● What you have to do
Set down all of the data exactly as it appears.

● Records excerpted from a collection
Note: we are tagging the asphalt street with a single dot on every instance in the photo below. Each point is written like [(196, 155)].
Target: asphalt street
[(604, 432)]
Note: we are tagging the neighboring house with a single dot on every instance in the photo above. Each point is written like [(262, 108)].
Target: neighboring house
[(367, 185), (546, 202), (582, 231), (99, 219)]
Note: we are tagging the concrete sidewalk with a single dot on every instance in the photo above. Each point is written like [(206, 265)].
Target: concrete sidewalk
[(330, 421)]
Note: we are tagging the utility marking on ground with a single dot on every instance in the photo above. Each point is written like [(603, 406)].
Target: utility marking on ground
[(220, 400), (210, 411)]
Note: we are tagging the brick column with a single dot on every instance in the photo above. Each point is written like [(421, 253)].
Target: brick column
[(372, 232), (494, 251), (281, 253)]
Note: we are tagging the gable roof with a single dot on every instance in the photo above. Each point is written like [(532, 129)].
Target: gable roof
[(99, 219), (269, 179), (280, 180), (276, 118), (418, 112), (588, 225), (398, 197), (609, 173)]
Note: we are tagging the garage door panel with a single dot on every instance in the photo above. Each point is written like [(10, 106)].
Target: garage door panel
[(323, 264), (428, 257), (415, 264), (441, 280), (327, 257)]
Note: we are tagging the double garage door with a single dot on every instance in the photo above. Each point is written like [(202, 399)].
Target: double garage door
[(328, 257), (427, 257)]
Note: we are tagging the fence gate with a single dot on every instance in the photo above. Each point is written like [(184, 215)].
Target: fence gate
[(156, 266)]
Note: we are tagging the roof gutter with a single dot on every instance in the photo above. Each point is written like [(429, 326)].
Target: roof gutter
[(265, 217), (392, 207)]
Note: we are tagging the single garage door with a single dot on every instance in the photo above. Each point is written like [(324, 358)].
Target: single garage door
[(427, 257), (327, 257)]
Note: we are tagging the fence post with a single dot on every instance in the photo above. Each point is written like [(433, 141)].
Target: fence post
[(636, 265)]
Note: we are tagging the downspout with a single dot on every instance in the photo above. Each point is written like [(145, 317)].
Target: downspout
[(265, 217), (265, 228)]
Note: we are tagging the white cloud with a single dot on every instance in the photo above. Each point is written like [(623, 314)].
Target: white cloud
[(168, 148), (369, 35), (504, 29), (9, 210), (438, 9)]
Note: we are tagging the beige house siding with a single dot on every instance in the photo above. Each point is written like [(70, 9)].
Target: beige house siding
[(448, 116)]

● Solution to this exercise
Note: we are tagging the asphalt street with a single dot on every instance in the photo below. Each point is written like [(196, 155)].
Target: asphalt street
[(604, 432)]
Note: we are tagging the neighboring house with a single dot on every instance in the photo above. Each point is written like [(262, 108)].
Target: neighboring house
[(367, 185), (546, 202), (582, 231), (99, 219)]
Note: we are tagging the concrete sidewalk with a single dot on every instance in the photo above. Each point is written like [(206, 265)].
Target: concrete sidewalk
[(330, 421)]
Note: we are tagging the utility marking on ground with a single dot on every instance in the photo above. Each point is written like [(603, 406)].
Target: utility marking on ground
[(220, 400), (210, 411)]
Note: we are tagging the brick column with a single dot on every instance in the photo above. Each point is written like [(421, 253)].
Target: brick column
[(372, 232), (494, 251), (281, 253)]
Note: we are tagging the gable roof with a single dot on every instance in the photo above. Each point is written like [(532, 129)].
Target: gable roof
[(99, 219), (269, 179), (280, 180), (276, 118), (418, 112), (588, 225), (398, 197), (609, 173)]
Note: we are tagging the garage door panel with a single dot on every instance in the photo above. Each point is written like [(10, 106)].
Target: garage door panel
[(323, 264), (428, 257), (415, 264), (441, 280), (327, 257)]
Note: we are tagging the double garage door with a single dot on every instance in the photo above. Each point is written like [(202, 399)].
Target: double garage door
[(328, 257), (427, 257)]
Note: we are tagging the fence gate with a single dot on every instance in the photo above. Each point is written like [(184, 215)].
Target: fence gate
[(156, 266)]
Note: we are tagging the roof gutter with a single dot on every instance in the photo above. Each point is written like [(429, 326)].
Target: roof gutter
[(265, 217), (392, 207)]
Note: we are tagging the single garage door with a single dot on every instance in the photo above. Each point is written like [(324, 358)].
Target: single garage door
[(427, 257), (327, 257)]
Note: we are tagging the fence post with a single dot on every instance in the photo above. Each point is written like [(433, 141)].
Target: fence post
[(636, 265)]
Note: we are tagging the downspout with a single dot on every instance in the photo above. Each point is written like [(145, 317)].
Target: downspout
[(265, 217), (265, 228)]
Note: we are tagging the white cloud with a single dot on every instance in the photo above. Each point is written like [(623, 314)].
Target: white cloud
[(168, 148), (369, 35), (504, 29), (9, 210), (438, 9)]
Note: we are tagging the beige house siding with a single dot on every instance in the photo above. Each point is written like [(70, 9)].
Target: beige house siding
[(448, 116)]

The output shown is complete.